══ Information shown ══

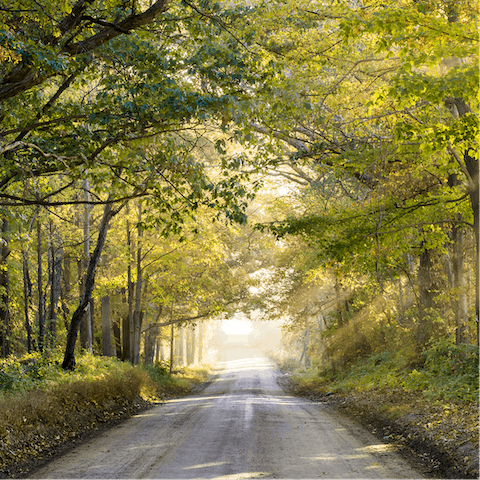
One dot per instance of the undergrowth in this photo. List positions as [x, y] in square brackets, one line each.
[41, 405]
[449, 372]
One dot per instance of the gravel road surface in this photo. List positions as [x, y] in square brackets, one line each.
[243, 425]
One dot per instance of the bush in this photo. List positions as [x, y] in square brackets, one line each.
[450, 372]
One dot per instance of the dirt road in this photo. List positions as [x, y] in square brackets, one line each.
[241, 426]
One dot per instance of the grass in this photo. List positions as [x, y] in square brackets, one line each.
[42, 406]
[447, 373]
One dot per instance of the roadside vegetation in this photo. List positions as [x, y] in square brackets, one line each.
[43, 407]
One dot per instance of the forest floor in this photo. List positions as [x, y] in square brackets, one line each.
[24, 449]
[442, 437]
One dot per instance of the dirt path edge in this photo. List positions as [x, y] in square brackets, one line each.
[417, 428]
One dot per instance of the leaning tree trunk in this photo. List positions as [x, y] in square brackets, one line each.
[86, 333]
[4, 292]
[27, 299]
[41, 298]
[56, 260]
[137, 314]
[69, 357]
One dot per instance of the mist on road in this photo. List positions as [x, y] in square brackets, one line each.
[243, 425]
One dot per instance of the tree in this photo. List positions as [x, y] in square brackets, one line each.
[93, 91]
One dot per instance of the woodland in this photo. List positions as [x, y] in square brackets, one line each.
[168, 162]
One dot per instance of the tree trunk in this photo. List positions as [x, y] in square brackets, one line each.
[426, 290]
[150, 344]
[106, 338]
[27, 299]
[172, 346]
[460, 285]
[181, 345]
[130, 299]
[41, 298]
[56, 260]
[137, 317]
[200, 342]
[65, 291]
[86, 333]
[4, 292]
[69, 358]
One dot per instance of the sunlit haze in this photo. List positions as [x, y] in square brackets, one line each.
[235, 326]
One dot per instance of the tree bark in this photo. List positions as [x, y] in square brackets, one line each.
[86, 333]
[106, 338]
[27, 299]
[4, 292]
[130, 299]
[56, 260]
[137, 316]
[426, 297]
[41, 298]
[69, 357]
[200, 342]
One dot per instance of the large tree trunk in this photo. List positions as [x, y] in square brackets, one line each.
[130, 351]
[69, 358]
[460, 285]
[4, 292]
[137, 316]
[65, 291]
[41, 298]
[56, 260]
[86, 333]
[200, 342]
[27, 299]
[106, 338]
[426, 298]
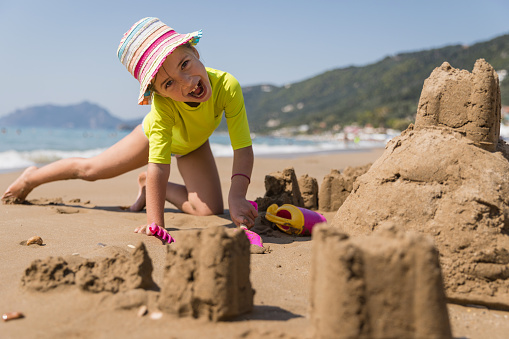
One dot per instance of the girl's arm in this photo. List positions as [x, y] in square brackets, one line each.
[241, 211]
[157, 179]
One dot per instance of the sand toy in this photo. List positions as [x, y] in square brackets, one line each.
[254, 238]
[160, 232]
[294, 220]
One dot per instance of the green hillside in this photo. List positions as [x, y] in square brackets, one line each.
[385, 93]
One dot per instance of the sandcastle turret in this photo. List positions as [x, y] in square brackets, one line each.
[466, 102]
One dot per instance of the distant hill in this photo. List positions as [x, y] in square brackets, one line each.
[83, 115]
[385, 93]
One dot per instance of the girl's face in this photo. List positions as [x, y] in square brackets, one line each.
[182, 77]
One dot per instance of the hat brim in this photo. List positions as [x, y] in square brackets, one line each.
[156, 58]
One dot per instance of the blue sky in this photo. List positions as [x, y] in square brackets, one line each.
[64, 52]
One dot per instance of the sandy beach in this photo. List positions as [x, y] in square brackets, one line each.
[85, 220]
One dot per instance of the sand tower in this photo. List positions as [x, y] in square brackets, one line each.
[448, 177]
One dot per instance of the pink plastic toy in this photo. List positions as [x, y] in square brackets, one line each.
[254, 238]
[161, 233]
[294, 220]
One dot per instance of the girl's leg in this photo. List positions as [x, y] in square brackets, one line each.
[201, 194]
[129, 153]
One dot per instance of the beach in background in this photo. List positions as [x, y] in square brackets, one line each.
[23, 147]
[84, 219]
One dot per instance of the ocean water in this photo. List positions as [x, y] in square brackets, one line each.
[23, 147]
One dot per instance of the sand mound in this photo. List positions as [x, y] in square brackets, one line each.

═══

From the first line to the last, output the data exactly; skip any pictures.

Result:
One dot per instance of the undergrowth in this photo. List positions as [x, y] in square brackets, one line each.
[41, 405]
[449, 372]
One dot per instance of the gravel road surface in this photo. List positions as [x, y] in square brackets, one line each.
[243, 425]
One dot per instance of the bush in this photo. List positions as [x, y] in square brackets, one line each.
[450, 372]
One dot per instance of the dirt road in this photo. List positions as [x, y] in square brackets, one line each.
[241, 426]
One dot per instance of the grass in this photo. List positions as [x, y] in square brackets, one line each.
[42, 406]
[447, 373]
One dot per instance of the roadside vegetation in this photo. List positions as [x, y] in square brackets, one line each.
[43, 407]
One dot per instance of the forest floor in this photo. List positions as [x, y] in square brackets, one line each.
[24, 449]
[442, 437]
One dot per instance of the dirt path edge in this photo. List positions as [x, y] in square brackets, one line each.
[417, 428]
One dot per instance of the leaning tree trunk in this photo. List positions as [x, y] in square brackets, one line each.
[86, 333]
[4, 292]
[27, 299]
[41, 298]
[56, 260]
[137, 314]
[69, 357]
One dot per instance of the mist on road in this photo. List positions as [x, y] in square brackets, one line each.
[243, 425]
One dot per instance of the tree in this photo. List positions as [x, y] in square brackets, one line each.
[93, 91]
One dot per instance of the woodland in this photo. List positions as [x, y] in square brackets, one line each.
[168, 162]
One dot per instance of the tree trunk in this photo. List positions as [x, y] in square brackets, one line each.
[426, 290]
[150, 344]
[106, 338]
[27, 299]
[172, 346]
[460, 285]
[181, 345]
[130, 299]
[41, 298]
[56, 260]
[137, 317]
[200, 342]
[65, 291]
[86, 333]
[4, 292]
[69, 358]
One dot per instance of the sunlit haze in this photo. List positions as [x, y] in square brackets, one line each.
[235, 326]
One dot per instance of the tree bark in this photo. List positions as [x, y] in square brackets, one line each.
[86, 333]
[106, 338]
[27, 299]
[4, 292]
[130, 299]
[56, 260]
[137, 316]
[426, 297]
[41, 298]
[69, 357]
[200, 342]
One dot per instance of the large tree trunk in this photo. List positions as [x, y] in square brackets, one line each.
[130, 351]
[69, 358]
[460, 285]
[4, 292]
[137, 316]
[65, 291]
[41, 298]
[56, 260]
[86, 333]
[200, 342]
[27, 299]
[106, 338]
[426, 298]
One dot per instance of the girl's arm in this photo. List positions as [x, y] in square brackets, one line each.
[241, 211]
[157, 179]
One dot per instance of the sand toy in this photo. List positions as [x, y] in square brackets, one line each.
[254, 238]
[160, 232]
[294, 220]
One dot per instance of the green hillside in this photo. List positions as [x, y] in square brackets, one line each.
[385, 93]
One dot per instance of the sandcastle turret in this photo. List positions as [x, y] in square brackets, one line each.
[466, 102]
One dot per instance of the distant hill in this photo. List positions as [x, y] in square brackets, one line each.
[83, 115]
[385, 93]
One dot per instance of the girl's face in this photo. List positions as [x, y] in square brackets, one line each.
[182, 77]
One dot per instance of the hat brim in this photo. List positions as [x, y] in square brackets, one line each.
[156, 58]
One dot per instance of the blue sky in this photo. List positions as [x, y] in square brackets, one line each.
[64, 52]
One dot per instance of the sandy beach in this photo. List positions as [x, y] in square brackets, one line each.
[85, 220]
One dot per instance of the sand tower in this photo. List positions as [x, y] in square brackets, one line each.
[448, 177]
One dot per instance of the pink plastic toy in this photo. List positions as [x, y] in square brackets, one line each.
[254, 238]
[161, 233]
[294, 220]
One dot per instance of the girl's leg in this photo. List positions as [x, y] in square brackets, one line each.
[201, 194]
[129, 153]
One dot per instance of the beach in background in this photo. List positions as [x, y] in square brackets, one line each.
[23, 147]
[84, 219]
One dot per instance of the ocean water in this photo. List positions as [x, y] in square brackets, one line each.
[23, 147]
One dot per instance of the sand mound in this photo. List positions as [x, y] in square brackets, one line each.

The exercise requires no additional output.